## Travail à faire
[a] Répondez à ces questions d'après l'extrait sur les périodiques scientifiques :
(i) Depuis quel siècle connaît-on le rôle des périodiques dans la pensée scientifique ?
(ii) Qui parle du « Monde 3 » ?
(iii) En quoi la communication scientifique gagne-t-elle grâce aux nouveaux canaux ?
[b] Dans l'extrait sur les périodiques scientifiques, relevez tout ce dont le « Monde 3 » est présenté comme le monde.

##### Extrait à lire #####

On connaît bien, depuis le xviie siècle, le rôle des périodiques dans l’établissement, le développement et la diffusion de la pensée scientifique. La croissance des titres encore avérée ces dernières années, atteste de leur fonction majeure dans le dispositif global de la communication scientifique. Les longues travées de périodiques imprimés chargeant les rayonnages de nos bibliothèques matérialisent ainsi ce « Monde 3 » dont parle Karl POPPER1, monde des contenus de pensée objectifs et objectivés, monde de la connaissance, des procédures, des savoir-faire et des outils heuristiques.
Objets particuliers de l’attention des chercheurs, qui en multipliaient les exemplaires dans leurs laboratoires et bibliothèques d’unités au grand dam de la communauté bibliothécaire, les périodiques ont longtemps fidélisé la fréquentation de ces publics dans les bibliothèques universitaires. Mais aujourd’hui, ces vecteurs du 3e monde sont largement dématérialisés et peuplent l’espace du web, assortis de puissants engins de recherche associant à leurs contenus les services de la lecture à l’écran connectée à un foisonnement d’autres textes, données et schémas. Le processus d’élaboration de la science en est transformé et la communication scientifique profite de ces nouveaux canaux pour gagner en rapidité dans l’échange d’informations.
Que restera-t-il de nos collections dans un univers dématérialisé ?

##### Données enregistrées #####

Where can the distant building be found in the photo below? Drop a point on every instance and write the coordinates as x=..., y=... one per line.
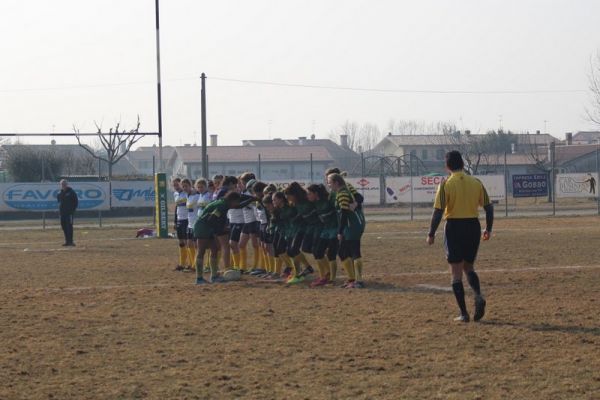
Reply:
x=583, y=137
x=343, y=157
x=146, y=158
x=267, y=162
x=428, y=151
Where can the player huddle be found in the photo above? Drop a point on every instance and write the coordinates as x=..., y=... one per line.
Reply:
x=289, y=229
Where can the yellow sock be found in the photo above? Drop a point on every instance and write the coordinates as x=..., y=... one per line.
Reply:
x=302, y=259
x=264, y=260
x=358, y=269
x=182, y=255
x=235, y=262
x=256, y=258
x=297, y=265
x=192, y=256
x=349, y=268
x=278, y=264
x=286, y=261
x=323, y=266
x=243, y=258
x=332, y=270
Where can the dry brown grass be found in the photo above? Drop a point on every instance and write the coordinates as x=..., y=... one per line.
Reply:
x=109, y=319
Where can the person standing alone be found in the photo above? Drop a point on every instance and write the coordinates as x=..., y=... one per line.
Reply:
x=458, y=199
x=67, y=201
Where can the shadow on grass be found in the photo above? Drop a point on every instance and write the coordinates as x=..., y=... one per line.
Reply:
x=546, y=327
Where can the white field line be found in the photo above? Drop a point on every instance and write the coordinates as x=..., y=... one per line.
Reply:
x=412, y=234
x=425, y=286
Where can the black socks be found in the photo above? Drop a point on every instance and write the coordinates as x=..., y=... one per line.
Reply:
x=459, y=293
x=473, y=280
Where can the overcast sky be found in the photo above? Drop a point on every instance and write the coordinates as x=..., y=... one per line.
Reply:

#####

## Réponses attendues
[a]
(i) Depuis le XVIIe siècle.
(ii) Karl Popper.
(iii) En rapidité dans l'échange d'informations.

[b]
Des contenus de pensée objectifs et objectivés
De la connaissance
Des procédures
Des savoir-faire
Des outils heuristiques